Exercise prompt – Without any pictures, print exactly the lines that run from the start of the data through the line containing "Draw the outline of every instance of the green".

Collected data entries
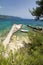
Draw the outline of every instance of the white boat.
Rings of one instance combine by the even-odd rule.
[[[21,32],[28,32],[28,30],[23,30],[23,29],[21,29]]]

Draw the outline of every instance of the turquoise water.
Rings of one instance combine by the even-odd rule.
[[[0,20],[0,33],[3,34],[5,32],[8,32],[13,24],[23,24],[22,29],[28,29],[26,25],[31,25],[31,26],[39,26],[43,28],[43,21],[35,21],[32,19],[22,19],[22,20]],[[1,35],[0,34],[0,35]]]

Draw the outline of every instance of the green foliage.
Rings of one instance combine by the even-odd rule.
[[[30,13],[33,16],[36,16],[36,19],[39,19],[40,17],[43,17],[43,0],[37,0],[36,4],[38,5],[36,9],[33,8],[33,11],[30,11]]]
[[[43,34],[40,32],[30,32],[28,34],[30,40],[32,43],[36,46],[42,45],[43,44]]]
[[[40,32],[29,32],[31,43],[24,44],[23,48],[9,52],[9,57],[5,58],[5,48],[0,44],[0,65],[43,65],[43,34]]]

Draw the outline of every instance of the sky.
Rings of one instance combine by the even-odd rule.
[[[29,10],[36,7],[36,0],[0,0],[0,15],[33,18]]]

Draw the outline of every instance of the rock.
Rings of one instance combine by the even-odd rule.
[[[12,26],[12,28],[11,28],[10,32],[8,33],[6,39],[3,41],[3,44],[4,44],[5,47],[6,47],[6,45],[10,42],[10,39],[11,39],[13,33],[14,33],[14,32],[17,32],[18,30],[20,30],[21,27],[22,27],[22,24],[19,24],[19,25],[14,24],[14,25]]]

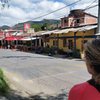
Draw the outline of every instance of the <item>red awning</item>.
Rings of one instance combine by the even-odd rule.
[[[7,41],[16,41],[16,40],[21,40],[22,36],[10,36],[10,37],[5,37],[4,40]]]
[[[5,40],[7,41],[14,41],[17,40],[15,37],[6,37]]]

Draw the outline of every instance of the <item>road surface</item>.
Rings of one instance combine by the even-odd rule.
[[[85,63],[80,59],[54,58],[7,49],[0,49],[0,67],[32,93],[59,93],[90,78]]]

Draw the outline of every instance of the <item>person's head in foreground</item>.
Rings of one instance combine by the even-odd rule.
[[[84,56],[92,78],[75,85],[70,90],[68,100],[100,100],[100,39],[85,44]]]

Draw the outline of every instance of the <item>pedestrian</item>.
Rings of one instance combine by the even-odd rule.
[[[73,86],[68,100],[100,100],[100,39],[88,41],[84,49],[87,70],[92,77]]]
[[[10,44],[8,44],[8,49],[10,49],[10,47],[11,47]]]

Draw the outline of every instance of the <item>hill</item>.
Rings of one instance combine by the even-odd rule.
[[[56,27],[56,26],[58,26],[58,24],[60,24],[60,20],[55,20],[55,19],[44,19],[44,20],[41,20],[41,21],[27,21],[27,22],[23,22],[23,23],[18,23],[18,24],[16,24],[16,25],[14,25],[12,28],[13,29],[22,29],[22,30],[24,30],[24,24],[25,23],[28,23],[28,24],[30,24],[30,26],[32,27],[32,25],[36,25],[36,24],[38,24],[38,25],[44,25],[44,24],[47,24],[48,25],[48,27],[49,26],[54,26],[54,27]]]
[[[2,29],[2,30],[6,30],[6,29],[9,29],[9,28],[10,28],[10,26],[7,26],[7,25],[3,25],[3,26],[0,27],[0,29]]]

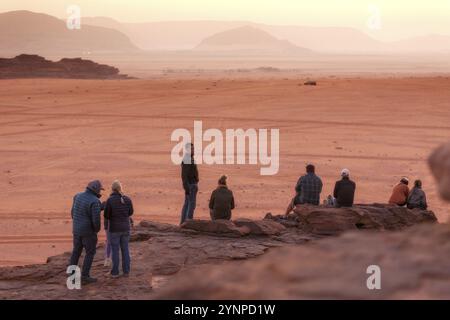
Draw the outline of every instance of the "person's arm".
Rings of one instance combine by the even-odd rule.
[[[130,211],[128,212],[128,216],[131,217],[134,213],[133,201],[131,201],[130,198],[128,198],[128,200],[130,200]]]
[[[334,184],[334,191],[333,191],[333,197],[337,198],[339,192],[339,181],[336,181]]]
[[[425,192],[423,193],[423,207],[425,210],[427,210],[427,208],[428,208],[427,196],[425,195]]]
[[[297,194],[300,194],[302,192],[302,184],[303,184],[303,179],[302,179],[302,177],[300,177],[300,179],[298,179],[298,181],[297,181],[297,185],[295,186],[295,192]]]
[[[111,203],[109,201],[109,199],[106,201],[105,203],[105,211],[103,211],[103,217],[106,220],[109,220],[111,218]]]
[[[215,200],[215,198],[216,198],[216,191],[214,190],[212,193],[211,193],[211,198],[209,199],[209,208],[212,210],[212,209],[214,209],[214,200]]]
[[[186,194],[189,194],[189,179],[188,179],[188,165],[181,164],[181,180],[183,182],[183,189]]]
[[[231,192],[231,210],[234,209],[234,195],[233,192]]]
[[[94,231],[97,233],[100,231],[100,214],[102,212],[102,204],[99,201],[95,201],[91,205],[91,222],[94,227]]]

Reply –
Draw the outline of every instance of the white boat.
Rings of one instance combine by the even-odd rule.
[[[21,32],[28,32],[28,30],[23,30],[23,29],[21,29]]]

Draw the outline of every instance of the turquoise water.
Rings of one instance combine by the even-odd rule.
[[[0,20],[0,33],[3,34],[5,32],[8,32],[13,24],[23,24],[22,29],[28,29],[26,25],[31,25],[31,26],[39,26],[43,28],[43,21],[35,21],[32,19],[22,19],[22,20]],[[1,35],[0,34],[0,35]]]

Draw the outline of every instance of the green foliage.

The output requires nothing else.